WORK INSTRUCTION: Reproduce the records that follow exactly as they are written.

[Referring expression pointing data]
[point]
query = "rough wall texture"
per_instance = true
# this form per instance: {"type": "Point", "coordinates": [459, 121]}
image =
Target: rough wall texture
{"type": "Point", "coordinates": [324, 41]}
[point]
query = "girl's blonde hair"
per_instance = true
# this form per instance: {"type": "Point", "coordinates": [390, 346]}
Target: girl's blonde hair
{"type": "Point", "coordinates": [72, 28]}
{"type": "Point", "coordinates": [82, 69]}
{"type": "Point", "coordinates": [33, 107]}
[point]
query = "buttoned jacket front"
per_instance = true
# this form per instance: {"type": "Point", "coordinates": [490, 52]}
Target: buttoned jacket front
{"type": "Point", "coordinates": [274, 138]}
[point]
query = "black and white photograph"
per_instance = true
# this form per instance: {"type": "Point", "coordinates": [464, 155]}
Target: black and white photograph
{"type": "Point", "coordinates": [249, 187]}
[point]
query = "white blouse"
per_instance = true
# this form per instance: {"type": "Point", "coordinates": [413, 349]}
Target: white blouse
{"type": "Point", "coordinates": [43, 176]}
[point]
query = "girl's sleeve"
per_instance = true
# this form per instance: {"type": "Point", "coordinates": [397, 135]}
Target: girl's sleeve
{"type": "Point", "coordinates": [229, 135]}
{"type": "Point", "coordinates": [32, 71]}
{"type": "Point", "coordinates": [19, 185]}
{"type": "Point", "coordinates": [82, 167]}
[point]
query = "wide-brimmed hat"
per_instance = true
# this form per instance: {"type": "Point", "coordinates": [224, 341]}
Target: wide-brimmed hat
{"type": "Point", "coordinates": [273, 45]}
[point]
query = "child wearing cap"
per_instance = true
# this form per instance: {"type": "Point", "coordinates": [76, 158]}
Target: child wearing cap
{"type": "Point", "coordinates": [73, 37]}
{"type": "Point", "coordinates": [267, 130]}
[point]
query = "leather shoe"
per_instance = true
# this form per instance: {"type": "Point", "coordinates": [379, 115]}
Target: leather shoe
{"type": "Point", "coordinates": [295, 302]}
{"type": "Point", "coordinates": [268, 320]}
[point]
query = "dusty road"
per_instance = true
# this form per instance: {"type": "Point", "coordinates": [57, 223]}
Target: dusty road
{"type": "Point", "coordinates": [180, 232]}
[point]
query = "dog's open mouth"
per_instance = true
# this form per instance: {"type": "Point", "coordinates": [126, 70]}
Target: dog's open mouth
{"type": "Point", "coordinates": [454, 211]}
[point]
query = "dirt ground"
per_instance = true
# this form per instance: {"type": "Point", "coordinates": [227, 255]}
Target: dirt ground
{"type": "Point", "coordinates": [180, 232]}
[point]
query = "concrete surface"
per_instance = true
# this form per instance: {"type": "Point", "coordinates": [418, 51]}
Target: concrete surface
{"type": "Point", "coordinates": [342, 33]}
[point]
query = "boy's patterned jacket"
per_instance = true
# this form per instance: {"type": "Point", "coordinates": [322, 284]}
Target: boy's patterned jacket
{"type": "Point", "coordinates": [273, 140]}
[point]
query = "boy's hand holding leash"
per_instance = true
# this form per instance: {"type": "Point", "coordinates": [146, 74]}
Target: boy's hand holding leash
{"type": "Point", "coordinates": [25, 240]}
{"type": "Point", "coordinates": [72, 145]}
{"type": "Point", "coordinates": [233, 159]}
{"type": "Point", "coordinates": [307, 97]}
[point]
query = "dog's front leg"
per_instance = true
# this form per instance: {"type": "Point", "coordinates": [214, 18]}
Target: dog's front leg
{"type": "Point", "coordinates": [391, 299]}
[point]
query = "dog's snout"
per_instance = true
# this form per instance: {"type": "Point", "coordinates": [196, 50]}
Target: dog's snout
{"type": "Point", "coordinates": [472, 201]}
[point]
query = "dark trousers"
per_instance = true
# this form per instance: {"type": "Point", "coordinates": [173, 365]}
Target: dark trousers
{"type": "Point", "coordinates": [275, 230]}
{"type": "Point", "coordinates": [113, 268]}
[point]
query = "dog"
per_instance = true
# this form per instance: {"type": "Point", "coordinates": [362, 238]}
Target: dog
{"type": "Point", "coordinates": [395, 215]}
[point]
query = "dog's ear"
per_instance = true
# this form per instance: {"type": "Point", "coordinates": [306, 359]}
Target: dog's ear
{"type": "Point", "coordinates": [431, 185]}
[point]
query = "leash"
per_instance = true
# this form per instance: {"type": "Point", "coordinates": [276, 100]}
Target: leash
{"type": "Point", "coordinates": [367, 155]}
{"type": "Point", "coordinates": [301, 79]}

RESULT OF THIS TASK:
[point]
query = "rough wall texture"
per_instance = true
# this form per instance: {"type": "Point", "coordinates": [459, 121]}
image =
Target: rough wall texture
{"type": "Point", "coordinates": [324, 41]}
[point]
query = "girl's blonde hair"
per_instance = true
# this form per instance: {"type": "Point", "coordinates": [390, 346]}
Target: girl's blonde hair
{"type": "Point", "coordinates": [72, 28]}
{"type": "Point", "coordinates": [82, 69]}
{"type": "Point", "coordinates": [33, 107]}
[point]
query = "buttoned jacket front"
per_instance = true
# this form per instance: {"type": "Point", "coordinates": [490, 52]}
Target: buttoned jacket front
{"type": "Point", "coordinates": [274, 138]}
[point]
query = "black and white photograph"
per_instance = true
# this form per instance: {"type": "Point", "coordinates": [464, 155]}
Target: black and white photograph
{"type": "Point", "coordinates": [249, 187]}
[point]
query = "white blouse"
per_instance = true
# this form per instance: {"type": "Point", "coordinates": [413, 349]}
Target: white blouse
{"type": "Point", "coordinates": [43, 176]}
[point]
query = "girl's sleeve"
per_instance = true
# this form per instance: {"type": "Point", "coordinates": [397, 135]}
Target: girl's sleeve
{"type": "Point", "coordinates": [229, 135]}
{"type": "Point", "coordinates": [32, 71]}
{"type": "Point", "coordinates": [19, 185]}
{"type": "Point", "coordinates": [82, 167]}
[point]
query = "wide-brimmed hat"
per_instance = true
# this form per instance: {"type": "Point", "coordinates": [224, 341]}
Target: wide-brimmed hat
{"type": "Point", "coordinates": [273, 45]}
[point]
query = "child wearing cap"
per_instance = true
# this form per instance: {"type": "Point", "coordinates": [76, 158]}
Target: child wearing cap
{"type": "Point", "coordinates": [73, 37]}
{"type": "Point", "coordinates": [267, 130]}
[point]
query = "leather shoe"
per_instance = true
# this form per instance: {"type": "Point", "coordinates": [379, 115]}
Target: leather shoe
{"type": "Point", "coordinates": [295, 302]}
{"type": "Point", "coordinates": [268, 320]}
[point]
query = "dusty road"
per_instance = true
# this form per instance: {"type": "Point", "coordinates": [57, 223]}
Target: dusty road
{"type": "Point", "coordinates": [180, 232]}
[point]
query = "dog's open mouth"
per_instance = true
# this form per instance: {"type": "Point", "coordinates": [126, 70]}
Target: dog's open mouth
{"type": "Point", "coordinates": [454, 211]}
[point]
query = "dirt ground"
per_instance = true
# this form per instance: {"type": "Point", "coordinates": [227, 255]}
Target: dirt ground
{"type": "Point", "coordinates": [180, 232]}
[point]
query = "concrete surface"
per_instance = true
# this form per instance: {"type": "Point", "coordinates": [418, 51]}
Target: concrete surface
{"type": "Point", "coordinates": [342, 33]}
[point]
query = "boy's patterned jacket"
per_instance = true
# this form per instance: {"type": "Point", "coordinates": [322, 284]}
Target: boy's patterned jacket
{"type": "Point", "coordinates": [273, 140]}
[point]
query = "boy's hand holding leash"
per_instance = true
# this form per instance: {"type": "Point", "coordinates": [146, 74]}
Target: boy's hand holding leash
{"type": "Point", "coordinates": [25, 240]}
{"type": "Point", "coordinates": [72, 145]}
{"type": "Point", "coordinates": [233, 159]}
{"type": "Point", "coordinates": [307, 97]}
[point]
query = "dog's front leg"
per_instance = true
# this form per instance: {"type": "Point", "coordinates": [214, 18]}
Target: dog's front leg
{"type": "Point", "coordinates": [391, 299]}
[point]
query = "dog's snout"
per_instance = true
# this form per instance: {"type": "Point", "coordinates": [196, 50]}
Target: dog's snout
{"type": "Point", "coordinates": [472, 201]}
[point]
query = "dark trousers"
per_instance = true
# this form per instance: {"type": "Point", "coordinates": [173, 365]}
Target: dark trousers
{"type": "Point", "coordinates": [275, 230]}
{"type": "Point", "coordinates": [113, 268]}
[point]
query = "dog"
per_instance = true
# this form per instance: {"type": "Point", "coordinates": [362, 238]}
Target: dog
{"type": "Point", "coordinates": [395, 215]}
[point]
query = "dog's ear"
per_instance = true
# this form per instance: {"type": "Point", "coordinates": [306, 359]}
Target: dog's ear
{"type": "Point", "coordinates": [431, 185]}
[point]
query = "leash"
per_instance = true
# this form per instance: {"type": "Point", "coordinates": [276, 100]}
Target: leash
{"type": "Point", "coordinates": [367, 155]}
{"type": "Point", "coordinates": [301, 79]}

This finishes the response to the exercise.